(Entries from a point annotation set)

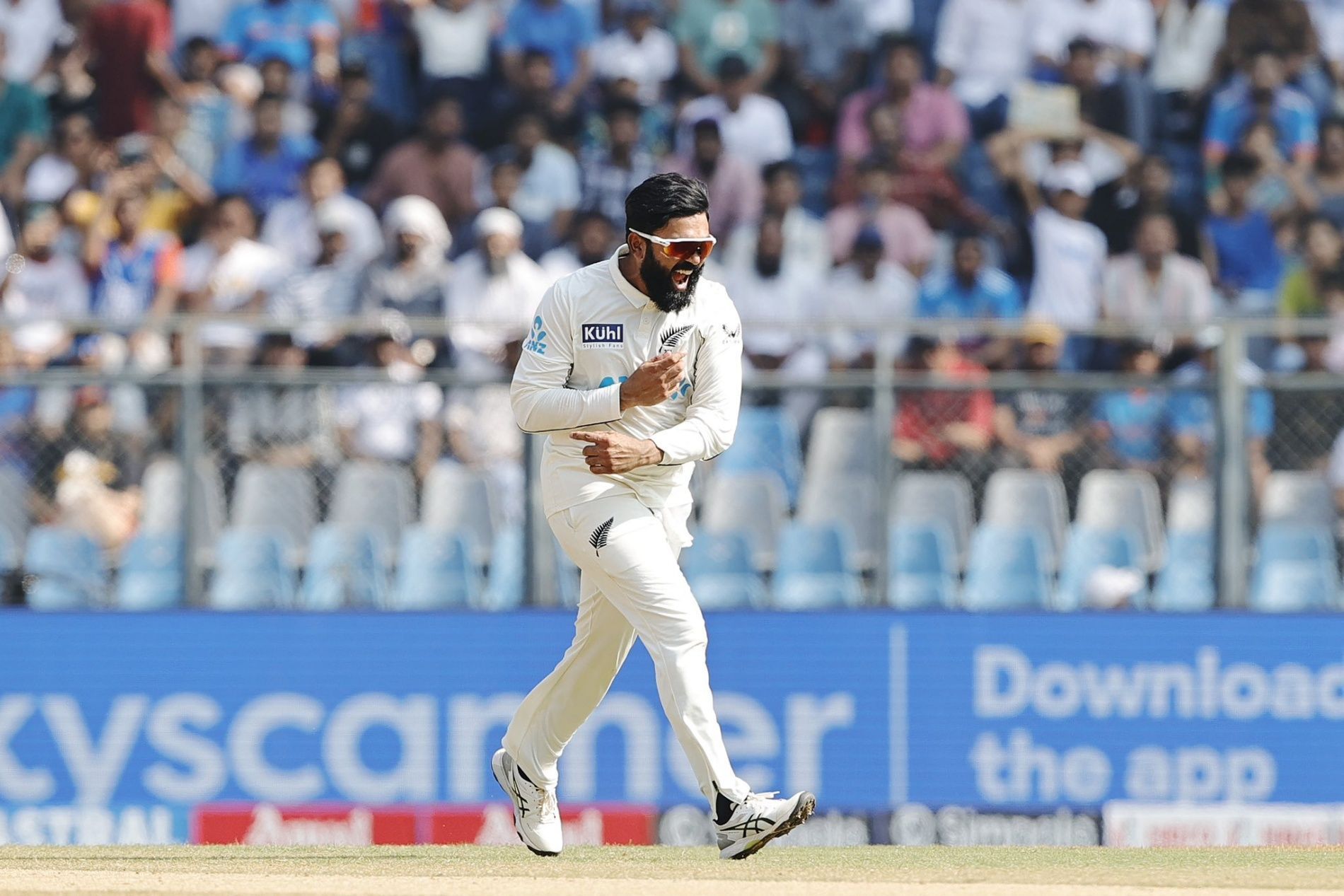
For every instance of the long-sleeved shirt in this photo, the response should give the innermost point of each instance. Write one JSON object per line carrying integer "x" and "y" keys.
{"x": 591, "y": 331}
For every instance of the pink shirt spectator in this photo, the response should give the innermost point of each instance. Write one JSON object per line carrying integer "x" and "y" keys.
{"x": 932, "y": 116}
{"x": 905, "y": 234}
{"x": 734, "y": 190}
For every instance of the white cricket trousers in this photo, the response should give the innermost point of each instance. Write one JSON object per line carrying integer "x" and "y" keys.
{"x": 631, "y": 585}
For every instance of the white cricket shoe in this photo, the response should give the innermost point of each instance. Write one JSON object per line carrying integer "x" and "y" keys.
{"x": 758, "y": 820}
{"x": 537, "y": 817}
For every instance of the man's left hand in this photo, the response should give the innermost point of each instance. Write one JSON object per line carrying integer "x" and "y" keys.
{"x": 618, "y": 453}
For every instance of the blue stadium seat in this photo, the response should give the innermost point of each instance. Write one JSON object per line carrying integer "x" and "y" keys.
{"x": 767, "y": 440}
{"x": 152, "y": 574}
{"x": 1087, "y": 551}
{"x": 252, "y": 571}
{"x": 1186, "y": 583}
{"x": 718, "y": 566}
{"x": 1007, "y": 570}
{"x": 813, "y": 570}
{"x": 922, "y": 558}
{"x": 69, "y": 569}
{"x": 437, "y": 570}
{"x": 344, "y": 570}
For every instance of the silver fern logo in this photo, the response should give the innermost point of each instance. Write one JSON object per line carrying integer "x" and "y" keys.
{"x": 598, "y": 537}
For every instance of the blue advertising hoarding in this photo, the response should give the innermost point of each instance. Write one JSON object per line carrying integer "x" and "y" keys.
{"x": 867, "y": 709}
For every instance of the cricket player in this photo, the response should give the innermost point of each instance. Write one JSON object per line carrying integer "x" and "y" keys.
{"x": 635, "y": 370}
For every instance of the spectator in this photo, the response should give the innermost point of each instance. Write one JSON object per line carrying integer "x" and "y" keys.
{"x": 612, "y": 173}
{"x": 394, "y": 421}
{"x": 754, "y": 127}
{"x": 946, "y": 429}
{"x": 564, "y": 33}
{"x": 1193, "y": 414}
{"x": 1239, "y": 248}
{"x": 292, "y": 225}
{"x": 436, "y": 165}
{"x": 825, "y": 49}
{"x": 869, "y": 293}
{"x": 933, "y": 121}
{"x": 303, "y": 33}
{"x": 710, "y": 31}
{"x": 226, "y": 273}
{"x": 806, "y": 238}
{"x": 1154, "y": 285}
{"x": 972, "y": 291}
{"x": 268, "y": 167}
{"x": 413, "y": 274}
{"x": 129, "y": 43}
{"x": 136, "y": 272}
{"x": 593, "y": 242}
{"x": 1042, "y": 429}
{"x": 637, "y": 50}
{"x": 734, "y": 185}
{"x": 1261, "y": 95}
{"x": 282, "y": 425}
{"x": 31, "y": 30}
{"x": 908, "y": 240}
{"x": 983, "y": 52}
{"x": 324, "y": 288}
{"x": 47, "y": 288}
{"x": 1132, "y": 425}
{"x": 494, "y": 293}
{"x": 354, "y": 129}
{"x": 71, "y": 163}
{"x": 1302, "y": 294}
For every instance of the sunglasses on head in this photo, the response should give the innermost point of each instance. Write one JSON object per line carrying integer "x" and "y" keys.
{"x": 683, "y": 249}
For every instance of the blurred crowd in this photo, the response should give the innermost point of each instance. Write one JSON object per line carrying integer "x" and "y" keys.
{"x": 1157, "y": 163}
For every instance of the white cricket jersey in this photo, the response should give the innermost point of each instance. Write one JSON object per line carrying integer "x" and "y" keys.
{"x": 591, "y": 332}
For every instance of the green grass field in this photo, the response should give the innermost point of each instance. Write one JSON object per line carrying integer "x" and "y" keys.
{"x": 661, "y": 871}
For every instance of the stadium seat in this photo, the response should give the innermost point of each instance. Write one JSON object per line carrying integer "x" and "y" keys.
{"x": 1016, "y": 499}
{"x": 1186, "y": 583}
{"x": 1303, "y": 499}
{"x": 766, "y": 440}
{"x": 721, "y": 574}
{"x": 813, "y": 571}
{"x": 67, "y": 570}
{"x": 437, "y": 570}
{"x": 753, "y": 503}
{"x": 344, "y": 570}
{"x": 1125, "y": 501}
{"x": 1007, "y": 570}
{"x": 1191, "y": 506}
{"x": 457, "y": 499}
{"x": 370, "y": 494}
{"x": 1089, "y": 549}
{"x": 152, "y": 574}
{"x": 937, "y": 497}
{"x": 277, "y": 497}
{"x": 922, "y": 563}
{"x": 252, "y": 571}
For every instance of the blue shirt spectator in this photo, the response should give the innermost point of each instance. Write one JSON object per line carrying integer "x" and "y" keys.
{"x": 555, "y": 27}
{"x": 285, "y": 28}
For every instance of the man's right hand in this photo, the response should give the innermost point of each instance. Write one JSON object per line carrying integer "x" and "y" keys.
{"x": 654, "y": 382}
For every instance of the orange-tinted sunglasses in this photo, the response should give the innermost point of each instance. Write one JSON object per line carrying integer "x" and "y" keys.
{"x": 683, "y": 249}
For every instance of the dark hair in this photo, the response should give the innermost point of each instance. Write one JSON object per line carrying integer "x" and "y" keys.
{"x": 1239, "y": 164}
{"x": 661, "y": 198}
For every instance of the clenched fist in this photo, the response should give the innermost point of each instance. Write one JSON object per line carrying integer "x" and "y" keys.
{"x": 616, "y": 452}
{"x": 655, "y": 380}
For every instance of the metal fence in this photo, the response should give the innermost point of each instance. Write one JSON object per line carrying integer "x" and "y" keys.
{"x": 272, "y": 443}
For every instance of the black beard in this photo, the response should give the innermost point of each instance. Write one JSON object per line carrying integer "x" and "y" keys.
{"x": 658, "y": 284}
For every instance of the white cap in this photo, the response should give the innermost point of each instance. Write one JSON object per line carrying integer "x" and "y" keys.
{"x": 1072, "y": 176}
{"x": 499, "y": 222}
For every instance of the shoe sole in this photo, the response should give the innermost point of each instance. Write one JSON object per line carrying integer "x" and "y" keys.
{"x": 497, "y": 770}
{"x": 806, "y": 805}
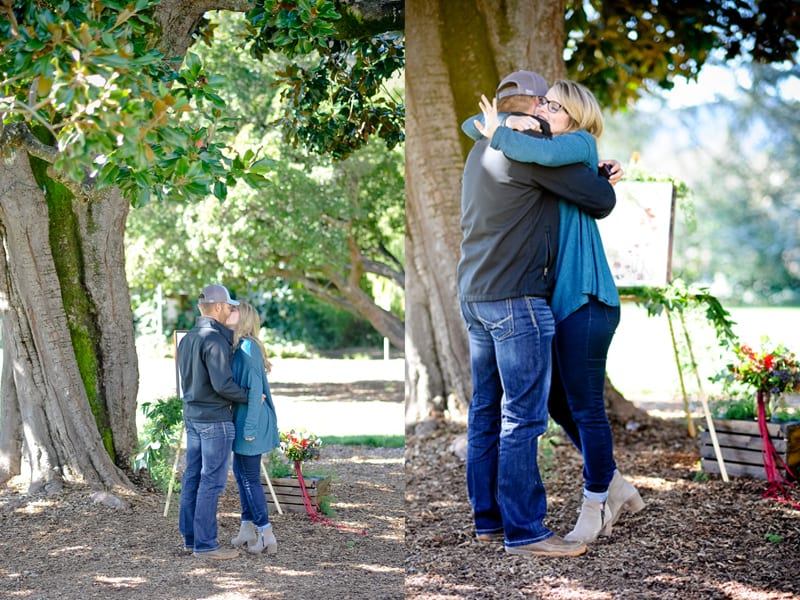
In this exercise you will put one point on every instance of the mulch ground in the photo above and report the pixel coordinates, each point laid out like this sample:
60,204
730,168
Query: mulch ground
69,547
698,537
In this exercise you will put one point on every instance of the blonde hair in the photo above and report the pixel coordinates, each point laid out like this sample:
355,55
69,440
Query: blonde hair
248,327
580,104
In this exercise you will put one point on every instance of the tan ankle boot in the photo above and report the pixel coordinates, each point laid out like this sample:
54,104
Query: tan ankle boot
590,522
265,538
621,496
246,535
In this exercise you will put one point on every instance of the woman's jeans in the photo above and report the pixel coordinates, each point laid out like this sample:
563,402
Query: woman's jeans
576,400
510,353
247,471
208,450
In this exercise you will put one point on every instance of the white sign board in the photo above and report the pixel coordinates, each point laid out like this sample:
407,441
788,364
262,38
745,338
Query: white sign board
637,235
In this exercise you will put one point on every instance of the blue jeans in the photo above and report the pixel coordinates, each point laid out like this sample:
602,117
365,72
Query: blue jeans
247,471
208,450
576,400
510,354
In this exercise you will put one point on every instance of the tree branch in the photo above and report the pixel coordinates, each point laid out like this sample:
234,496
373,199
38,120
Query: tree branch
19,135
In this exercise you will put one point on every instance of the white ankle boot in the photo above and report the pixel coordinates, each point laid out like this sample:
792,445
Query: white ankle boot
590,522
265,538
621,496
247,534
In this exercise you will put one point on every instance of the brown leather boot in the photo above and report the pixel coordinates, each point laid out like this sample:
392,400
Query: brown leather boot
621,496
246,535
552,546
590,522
* * *
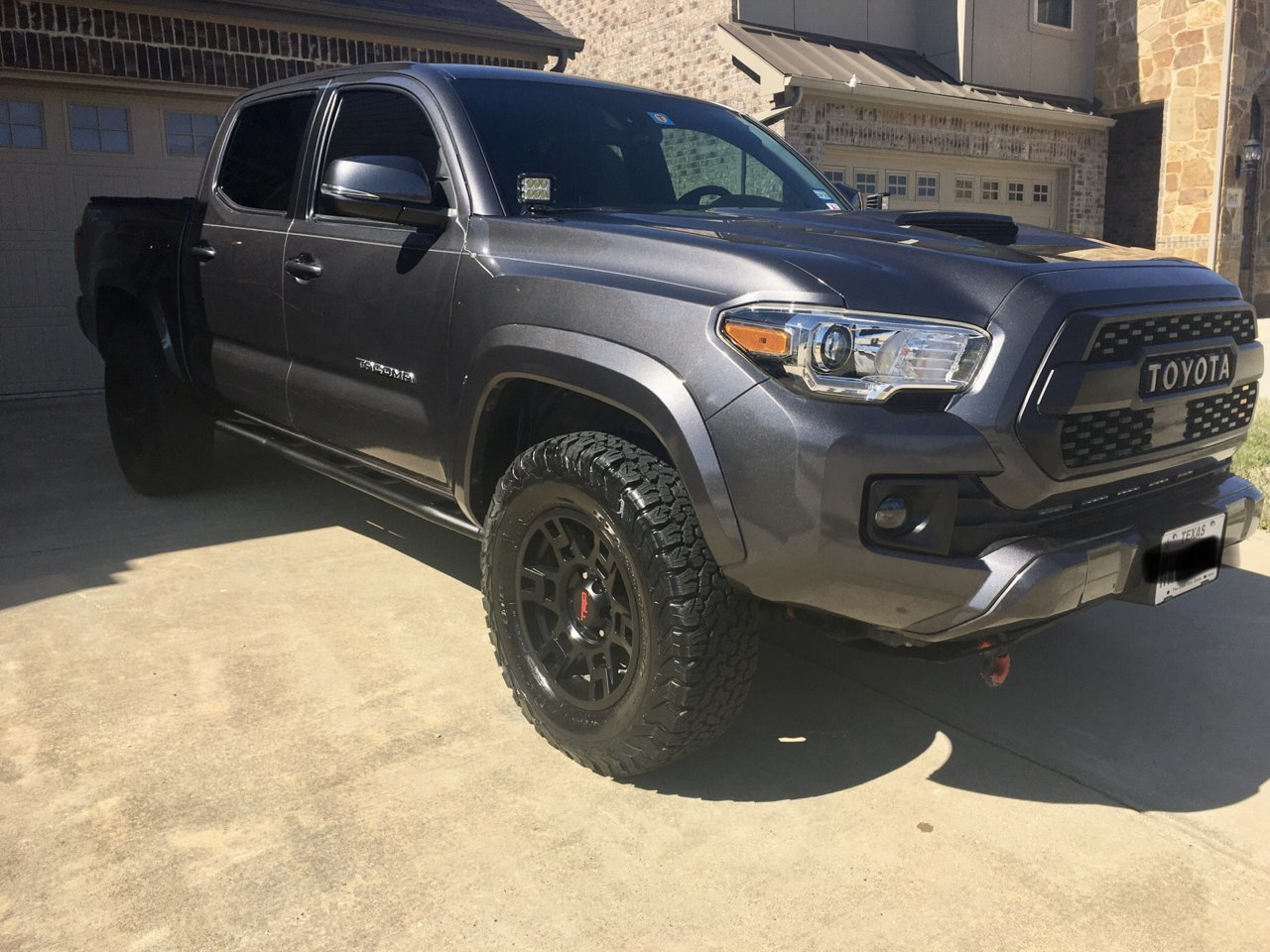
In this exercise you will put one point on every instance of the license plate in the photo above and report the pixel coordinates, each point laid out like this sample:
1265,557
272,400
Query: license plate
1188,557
==
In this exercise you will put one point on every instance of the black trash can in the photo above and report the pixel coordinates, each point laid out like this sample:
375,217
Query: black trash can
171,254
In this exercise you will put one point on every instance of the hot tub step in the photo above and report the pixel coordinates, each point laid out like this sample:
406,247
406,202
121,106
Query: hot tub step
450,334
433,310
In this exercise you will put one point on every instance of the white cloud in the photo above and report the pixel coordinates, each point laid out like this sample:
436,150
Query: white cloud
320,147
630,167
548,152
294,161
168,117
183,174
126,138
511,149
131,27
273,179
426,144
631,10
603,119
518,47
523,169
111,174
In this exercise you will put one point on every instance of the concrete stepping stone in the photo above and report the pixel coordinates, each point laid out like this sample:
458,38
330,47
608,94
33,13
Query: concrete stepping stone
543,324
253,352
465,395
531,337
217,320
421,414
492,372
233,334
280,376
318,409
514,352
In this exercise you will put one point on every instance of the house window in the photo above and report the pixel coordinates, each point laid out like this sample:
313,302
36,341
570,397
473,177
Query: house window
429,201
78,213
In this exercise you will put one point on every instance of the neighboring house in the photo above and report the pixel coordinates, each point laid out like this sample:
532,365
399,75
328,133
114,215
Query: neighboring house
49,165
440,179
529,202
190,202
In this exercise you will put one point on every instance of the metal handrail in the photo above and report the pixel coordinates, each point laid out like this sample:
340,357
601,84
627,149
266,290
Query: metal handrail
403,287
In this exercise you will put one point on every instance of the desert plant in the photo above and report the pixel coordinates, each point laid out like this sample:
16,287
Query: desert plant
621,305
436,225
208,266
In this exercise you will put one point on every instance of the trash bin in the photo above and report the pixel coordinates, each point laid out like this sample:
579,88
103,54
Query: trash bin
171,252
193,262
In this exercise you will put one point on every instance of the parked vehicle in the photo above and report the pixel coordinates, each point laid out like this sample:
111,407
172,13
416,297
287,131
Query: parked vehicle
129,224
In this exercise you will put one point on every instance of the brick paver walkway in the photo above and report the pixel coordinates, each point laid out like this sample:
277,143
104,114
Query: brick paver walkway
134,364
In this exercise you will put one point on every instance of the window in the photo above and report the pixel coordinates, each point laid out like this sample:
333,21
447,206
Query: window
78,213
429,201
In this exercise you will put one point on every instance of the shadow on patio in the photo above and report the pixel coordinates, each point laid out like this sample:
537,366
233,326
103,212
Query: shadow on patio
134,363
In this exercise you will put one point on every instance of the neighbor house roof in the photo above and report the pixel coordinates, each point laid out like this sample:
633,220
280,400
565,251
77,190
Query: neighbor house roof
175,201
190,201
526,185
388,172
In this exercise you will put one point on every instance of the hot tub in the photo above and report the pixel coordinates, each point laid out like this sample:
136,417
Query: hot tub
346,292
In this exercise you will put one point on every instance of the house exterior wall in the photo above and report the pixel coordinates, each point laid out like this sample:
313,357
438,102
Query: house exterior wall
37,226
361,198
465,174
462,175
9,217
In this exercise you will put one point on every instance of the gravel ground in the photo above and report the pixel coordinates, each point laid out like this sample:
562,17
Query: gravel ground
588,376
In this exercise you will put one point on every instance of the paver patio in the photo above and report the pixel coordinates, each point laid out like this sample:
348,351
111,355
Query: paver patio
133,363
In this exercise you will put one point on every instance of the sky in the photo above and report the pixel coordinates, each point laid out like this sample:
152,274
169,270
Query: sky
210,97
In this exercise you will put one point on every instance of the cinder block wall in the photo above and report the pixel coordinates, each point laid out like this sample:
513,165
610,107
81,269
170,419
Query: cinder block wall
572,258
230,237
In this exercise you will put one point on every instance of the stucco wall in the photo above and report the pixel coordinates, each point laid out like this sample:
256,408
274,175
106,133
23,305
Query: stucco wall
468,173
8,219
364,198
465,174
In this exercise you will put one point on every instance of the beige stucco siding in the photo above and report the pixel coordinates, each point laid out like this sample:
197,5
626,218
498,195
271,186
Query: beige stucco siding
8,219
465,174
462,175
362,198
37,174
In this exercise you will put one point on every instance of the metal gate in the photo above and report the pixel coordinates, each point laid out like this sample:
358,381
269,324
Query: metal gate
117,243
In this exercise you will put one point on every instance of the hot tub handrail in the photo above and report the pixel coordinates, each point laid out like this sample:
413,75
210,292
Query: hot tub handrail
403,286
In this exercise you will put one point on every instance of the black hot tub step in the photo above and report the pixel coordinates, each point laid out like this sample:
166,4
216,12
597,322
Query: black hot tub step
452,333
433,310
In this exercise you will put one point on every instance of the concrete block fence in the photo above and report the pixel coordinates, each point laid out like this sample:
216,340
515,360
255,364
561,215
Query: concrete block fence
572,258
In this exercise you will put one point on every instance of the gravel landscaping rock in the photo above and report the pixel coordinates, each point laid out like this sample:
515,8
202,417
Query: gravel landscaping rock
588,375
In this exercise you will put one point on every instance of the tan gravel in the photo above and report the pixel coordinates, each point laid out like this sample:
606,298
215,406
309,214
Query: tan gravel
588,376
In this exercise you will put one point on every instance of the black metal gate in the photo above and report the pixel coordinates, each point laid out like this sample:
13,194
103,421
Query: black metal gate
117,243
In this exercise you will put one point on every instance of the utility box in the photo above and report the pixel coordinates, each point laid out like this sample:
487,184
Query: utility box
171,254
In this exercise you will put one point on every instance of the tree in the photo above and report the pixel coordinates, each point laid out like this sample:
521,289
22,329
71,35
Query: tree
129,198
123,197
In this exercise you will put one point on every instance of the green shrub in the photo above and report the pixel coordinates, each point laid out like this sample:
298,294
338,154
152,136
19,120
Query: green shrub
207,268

*Task goal*: Gather every line above that contains the word "blonde". Matches must have the same case.

*Answer for this exercise*:
In this exercise you will put one point on every instance of the blonde hair in the photo above and report the pixel coordinates, each point laid out like this sample:
Query: blonde hair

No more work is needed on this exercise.